WHAT THE EXERCISE ASKS: Collect every line from the entries below that contains the word "scarf", and pay attention to case.

DATASET:
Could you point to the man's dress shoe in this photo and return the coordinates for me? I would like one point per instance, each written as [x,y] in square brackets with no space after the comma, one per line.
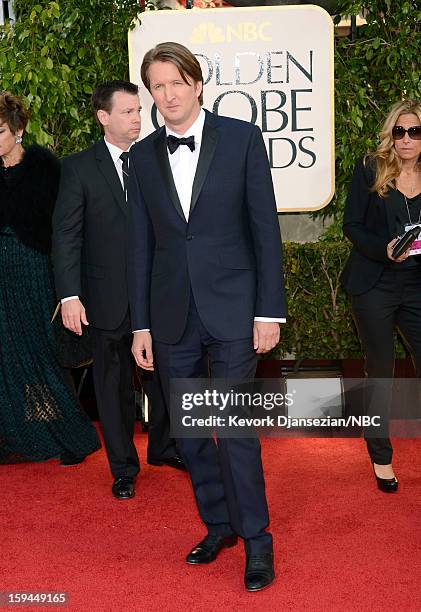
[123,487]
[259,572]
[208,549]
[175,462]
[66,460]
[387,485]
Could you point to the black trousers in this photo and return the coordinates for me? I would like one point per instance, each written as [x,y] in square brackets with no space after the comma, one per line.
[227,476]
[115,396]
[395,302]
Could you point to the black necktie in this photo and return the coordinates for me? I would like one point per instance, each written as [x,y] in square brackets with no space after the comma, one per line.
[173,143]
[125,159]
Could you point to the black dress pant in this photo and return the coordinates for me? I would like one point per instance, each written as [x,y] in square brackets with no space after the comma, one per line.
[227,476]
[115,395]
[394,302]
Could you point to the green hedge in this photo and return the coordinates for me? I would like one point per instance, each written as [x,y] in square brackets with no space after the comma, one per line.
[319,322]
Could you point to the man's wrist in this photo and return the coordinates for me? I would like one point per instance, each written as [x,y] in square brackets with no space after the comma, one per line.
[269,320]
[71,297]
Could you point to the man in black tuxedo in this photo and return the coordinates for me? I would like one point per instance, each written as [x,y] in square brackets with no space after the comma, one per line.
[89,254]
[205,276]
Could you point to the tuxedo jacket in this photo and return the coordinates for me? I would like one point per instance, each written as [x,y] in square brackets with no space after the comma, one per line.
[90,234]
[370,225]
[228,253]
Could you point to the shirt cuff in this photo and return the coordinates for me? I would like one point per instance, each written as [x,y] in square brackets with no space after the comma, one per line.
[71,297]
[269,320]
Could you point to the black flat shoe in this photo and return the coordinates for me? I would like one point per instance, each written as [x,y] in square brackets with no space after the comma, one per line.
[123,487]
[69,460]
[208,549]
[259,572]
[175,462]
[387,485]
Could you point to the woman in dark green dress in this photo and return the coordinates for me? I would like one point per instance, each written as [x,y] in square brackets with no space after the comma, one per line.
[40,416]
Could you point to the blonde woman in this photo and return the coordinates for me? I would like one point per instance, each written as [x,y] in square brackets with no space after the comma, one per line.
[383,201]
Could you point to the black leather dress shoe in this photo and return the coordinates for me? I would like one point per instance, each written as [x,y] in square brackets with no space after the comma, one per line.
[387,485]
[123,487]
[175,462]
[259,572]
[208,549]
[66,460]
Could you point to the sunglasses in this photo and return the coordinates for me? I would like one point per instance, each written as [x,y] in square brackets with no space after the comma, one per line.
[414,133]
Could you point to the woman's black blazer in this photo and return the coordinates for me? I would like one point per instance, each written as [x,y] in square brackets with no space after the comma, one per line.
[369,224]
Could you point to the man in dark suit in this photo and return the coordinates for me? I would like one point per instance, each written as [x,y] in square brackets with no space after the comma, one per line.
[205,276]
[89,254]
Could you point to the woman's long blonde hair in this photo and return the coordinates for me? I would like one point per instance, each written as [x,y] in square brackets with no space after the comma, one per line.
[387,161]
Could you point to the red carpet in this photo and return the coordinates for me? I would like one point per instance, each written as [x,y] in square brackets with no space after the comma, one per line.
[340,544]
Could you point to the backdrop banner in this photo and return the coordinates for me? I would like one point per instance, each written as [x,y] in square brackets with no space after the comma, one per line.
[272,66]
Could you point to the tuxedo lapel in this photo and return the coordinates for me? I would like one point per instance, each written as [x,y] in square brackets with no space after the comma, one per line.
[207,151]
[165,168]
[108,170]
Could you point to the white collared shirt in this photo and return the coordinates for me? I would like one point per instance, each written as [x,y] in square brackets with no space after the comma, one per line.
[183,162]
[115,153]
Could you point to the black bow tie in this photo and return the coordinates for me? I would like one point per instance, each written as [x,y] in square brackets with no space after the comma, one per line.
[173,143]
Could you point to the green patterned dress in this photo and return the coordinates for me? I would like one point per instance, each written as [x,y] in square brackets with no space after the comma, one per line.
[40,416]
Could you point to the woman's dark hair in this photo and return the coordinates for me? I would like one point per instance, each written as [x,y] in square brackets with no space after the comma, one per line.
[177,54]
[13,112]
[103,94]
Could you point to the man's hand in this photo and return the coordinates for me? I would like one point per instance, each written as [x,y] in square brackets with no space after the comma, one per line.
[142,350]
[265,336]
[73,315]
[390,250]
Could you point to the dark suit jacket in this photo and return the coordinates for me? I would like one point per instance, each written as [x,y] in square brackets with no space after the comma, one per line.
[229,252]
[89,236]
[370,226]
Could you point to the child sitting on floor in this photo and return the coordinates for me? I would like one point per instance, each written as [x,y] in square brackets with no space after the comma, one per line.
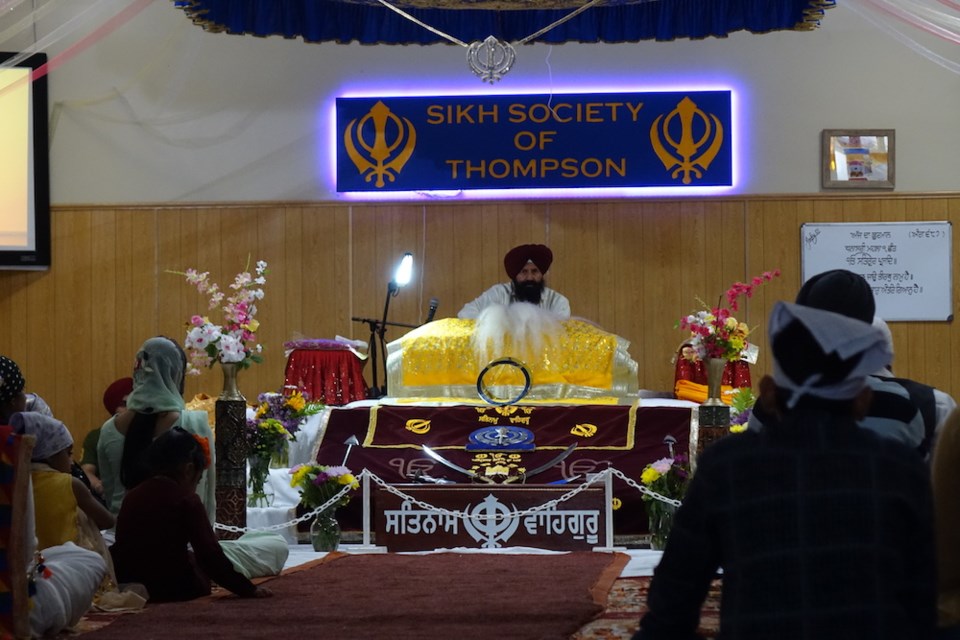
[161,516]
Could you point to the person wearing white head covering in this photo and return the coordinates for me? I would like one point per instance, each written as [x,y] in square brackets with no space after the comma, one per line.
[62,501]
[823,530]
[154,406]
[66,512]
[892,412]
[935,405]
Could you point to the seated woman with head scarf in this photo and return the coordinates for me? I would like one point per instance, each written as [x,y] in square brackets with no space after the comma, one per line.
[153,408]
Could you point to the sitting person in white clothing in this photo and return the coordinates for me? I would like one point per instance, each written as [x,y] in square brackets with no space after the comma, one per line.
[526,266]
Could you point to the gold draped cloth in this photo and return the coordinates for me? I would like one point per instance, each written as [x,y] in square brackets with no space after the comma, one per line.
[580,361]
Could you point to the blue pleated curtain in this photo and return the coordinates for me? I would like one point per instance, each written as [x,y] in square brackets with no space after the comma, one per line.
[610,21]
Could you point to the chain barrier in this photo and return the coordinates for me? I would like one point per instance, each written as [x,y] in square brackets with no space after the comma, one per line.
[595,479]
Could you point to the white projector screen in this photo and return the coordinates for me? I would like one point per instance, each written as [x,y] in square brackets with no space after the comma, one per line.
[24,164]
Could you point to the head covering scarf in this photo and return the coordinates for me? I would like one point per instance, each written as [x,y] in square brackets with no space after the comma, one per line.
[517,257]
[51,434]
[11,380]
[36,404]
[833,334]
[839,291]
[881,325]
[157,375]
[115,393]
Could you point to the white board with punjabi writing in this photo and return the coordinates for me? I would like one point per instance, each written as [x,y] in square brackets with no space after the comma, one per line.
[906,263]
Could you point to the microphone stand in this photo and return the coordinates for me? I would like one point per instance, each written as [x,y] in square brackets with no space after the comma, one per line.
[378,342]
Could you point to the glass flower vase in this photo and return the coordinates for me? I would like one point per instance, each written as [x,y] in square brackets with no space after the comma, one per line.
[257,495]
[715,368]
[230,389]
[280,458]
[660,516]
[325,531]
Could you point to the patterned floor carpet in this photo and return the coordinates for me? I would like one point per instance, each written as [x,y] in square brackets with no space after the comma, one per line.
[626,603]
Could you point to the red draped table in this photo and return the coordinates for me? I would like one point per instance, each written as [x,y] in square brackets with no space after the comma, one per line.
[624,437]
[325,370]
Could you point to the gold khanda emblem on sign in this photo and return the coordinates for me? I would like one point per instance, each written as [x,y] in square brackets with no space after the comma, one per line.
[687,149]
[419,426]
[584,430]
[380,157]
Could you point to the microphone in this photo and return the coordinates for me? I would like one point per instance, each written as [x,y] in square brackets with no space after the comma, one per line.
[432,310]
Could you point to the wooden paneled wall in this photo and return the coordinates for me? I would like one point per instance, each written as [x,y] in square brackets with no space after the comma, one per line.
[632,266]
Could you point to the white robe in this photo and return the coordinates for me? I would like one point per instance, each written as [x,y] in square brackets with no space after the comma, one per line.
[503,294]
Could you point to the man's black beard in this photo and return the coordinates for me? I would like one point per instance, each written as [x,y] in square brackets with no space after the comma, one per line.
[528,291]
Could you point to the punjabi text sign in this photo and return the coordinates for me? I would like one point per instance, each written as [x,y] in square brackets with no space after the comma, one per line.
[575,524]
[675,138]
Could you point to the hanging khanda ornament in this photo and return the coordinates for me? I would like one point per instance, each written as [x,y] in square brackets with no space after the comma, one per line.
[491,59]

---

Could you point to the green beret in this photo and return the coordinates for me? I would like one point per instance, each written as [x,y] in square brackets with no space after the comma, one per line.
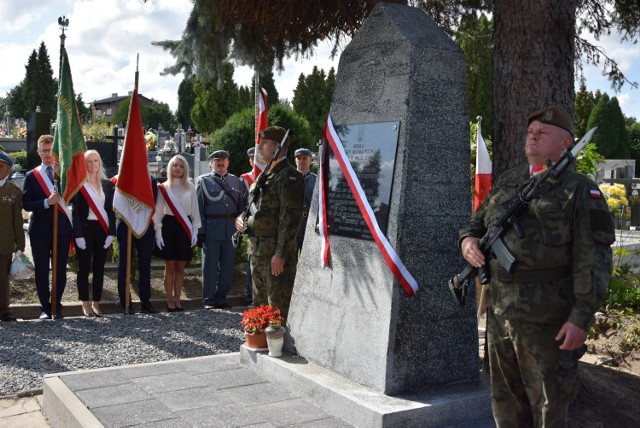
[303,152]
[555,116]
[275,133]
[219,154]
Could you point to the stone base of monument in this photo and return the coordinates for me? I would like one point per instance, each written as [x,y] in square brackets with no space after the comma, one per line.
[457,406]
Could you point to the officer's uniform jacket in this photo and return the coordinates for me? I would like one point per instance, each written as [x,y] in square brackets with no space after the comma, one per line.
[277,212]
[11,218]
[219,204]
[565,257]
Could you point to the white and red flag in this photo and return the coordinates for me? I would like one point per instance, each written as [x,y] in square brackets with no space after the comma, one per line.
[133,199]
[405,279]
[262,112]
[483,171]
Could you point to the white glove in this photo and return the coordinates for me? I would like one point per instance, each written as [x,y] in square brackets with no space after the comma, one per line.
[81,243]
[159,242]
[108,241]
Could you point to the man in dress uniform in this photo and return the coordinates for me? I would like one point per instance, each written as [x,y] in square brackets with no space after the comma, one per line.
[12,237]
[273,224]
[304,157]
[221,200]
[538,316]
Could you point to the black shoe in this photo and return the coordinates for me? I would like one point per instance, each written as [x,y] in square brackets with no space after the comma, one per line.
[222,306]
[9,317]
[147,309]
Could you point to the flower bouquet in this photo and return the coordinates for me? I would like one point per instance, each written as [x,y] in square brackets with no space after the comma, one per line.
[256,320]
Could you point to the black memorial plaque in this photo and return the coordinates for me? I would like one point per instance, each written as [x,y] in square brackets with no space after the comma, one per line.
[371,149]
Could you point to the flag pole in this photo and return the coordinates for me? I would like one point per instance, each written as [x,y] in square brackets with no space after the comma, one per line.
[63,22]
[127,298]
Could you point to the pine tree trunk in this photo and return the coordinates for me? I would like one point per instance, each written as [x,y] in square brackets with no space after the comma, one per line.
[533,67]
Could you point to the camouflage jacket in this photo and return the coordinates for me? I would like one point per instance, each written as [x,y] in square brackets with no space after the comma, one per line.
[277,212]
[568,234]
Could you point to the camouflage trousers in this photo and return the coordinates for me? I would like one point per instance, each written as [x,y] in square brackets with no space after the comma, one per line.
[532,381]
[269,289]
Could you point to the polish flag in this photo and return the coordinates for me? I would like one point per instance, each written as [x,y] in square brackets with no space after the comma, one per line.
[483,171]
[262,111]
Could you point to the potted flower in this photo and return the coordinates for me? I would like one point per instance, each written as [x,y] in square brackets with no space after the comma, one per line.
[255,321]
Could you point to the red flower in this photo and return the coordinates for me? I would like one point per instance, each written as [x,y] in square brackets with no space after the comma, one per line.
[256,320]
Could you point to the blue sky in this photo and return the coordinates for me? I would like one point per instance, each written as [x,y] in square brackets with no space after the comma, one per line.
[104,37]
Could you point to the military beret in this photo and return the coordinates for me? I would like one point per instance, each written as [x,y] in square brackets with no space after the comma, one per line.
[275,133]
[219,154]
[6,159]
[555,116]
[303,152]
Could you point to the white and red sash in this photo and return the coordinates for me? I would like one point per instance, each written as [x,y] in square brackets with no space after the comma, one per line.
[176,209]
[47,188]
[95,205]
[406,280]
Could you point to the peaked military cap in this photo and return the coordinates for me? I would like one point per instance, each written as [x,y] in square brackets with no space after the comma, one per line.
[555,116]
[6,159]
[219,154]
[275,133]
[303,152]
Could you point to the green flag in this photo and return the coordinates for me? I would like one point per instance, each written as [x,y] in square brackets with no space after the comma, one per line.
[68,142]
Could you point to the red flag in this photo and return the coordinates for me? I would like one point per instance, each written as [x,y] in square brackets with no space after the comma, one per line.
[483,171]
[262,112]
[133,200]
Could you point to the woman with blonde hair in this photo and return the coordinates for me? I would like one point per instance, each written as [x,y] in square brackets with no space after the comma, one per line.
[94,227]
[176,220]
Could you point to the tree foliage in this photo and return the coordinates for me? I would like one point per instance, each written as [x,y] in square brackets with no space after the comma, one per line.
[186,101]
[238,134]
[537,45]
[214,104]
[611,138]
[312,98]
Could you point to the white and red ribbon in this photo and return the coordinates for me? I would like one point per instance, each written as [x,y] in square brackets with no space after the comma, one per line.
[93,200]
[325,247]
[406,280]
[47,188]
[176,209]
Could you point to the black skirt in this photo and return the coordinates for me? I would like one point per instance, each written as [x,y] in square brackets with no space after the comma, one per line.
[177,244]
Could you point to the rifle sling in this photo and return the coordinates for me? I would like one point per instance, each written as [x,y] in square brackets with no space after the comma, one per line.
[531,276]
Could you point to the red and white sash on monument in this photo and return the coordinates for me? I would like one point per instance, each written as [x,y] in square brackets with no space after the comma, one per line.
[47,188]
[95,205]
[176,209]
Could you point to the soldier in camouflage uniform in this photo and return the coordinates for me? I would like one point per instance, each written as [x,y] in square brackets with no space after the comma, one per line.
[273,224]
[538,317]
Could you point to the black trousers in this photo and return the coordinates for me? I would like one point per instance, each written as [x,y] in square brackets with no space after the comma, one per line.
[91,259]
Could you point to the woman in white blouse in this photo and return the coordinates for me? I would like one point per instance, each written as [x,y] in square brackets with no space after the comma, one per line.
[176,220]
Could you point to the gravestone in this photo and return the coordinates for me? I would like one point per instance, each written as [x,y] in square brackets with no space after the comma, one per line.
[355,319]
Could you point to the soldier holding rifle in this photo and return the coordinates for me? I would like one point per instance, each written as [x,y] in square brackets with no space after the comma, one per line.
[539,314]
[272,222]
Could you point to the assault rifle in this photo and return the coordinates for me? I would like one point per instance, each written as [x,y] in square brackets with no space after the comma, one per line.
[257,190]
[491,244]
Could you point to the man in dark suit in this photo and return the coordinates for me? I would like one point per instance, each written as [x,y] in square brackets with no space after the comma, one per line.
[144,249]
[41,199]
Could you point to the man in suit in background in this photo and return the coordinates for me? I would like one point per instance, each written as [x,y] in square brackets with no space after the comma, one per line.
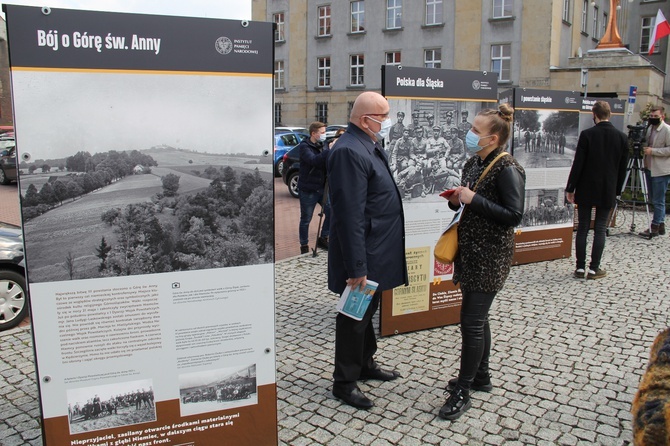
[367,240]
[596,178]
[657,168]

RESPONSE TO THE EXERCISE:
Could you point to the seated woman with head scarf in this photo and return the coordinates for me? I would like one point per instance, each written as [x,y] in square brackets with no space after the comma, one per line.
Could you point to the head covering scarf in this photo and return the coordinates for me? I would like one point per instance, each written as [x,y] in square brackets with no space after the comma, one per line.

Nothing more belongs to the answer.